→ Task prompt
In the essay about living in a mess, which account's housework videos does the writer call a current favorite?

→ Supplied text
'I could clean, but it would be a terrible effort'
The artists who make me feel better about living in a mess
I’m writing this when I could be cleaning the kitchen floor, which is making me want to weep with its tea-bag drips and its seeded sourdough crumbs in the corners, but not so much that I actually want to sort it out. Other rooms in the flat also showcase my house-keeping fails, from smeared mirrors to taps that are reptilian with limescale. I find that I can only motivate myself to clear up when one of three things happen. One, when there’s a guest coming, and my shame at the mess overrides my shame at not knowing how to properly clean and organise things. Two, when there’s something even worse that I should be doing - the reprehensible state of the skirting boards becomes suddenly pressing when the alternative is tackling an Alpine range of paperwork. Three, when the despair of cosplaying Miss Havisham 2.0 finally becomes too great and I finally stir myself to Do Something About It.
Cleaning is a killer as it’s both boring and stressful. I will happily sink into the sofa for hours watching Reels of people doing extreme housework - my current favourite is @cleanwithbeax and her videos of sorting out a gruesome rental flat - but on the rare occasions that I do something about my own home, I quickly get overwhelmed by the task. I clean. I fall down a wormhole of all the places I’d never even thought about before that are gathering tumbleweeds of fluff and dust and or collecting kitchen grease. The previously unimagined vistas of the underside of kitchen cupboards, or the the back of my front door.
I then look at the even-mightier works that seem utterly impossible (removing the blackened horror sealant round the bath and replacing it; defrosting the glacial tomb of the freezer and buying it new drawers) and despair.

→ Information shown

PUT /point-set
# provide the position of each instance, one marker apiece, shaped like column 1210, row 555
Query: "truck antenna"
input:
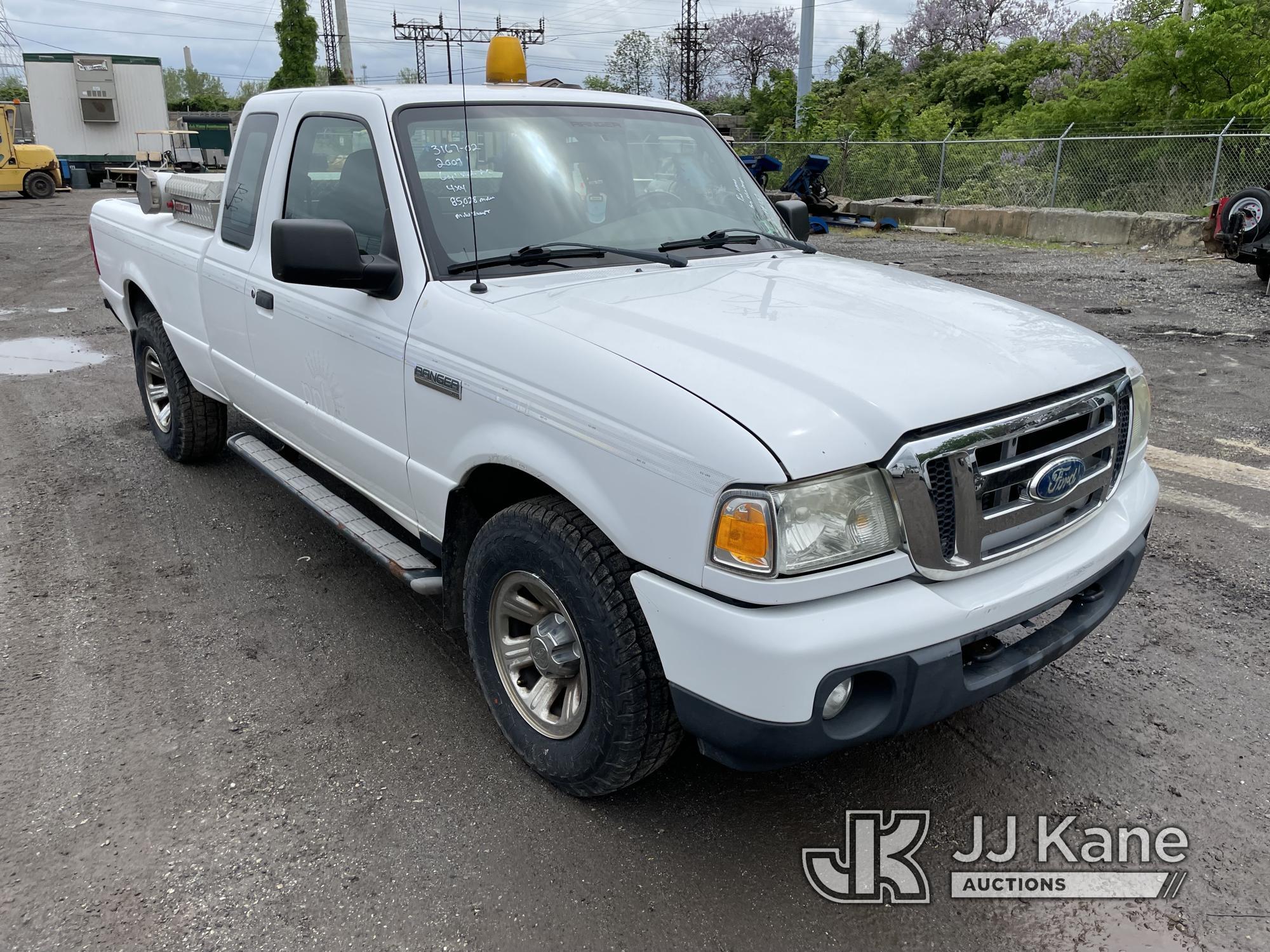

→ Written response
@cleanwithbeax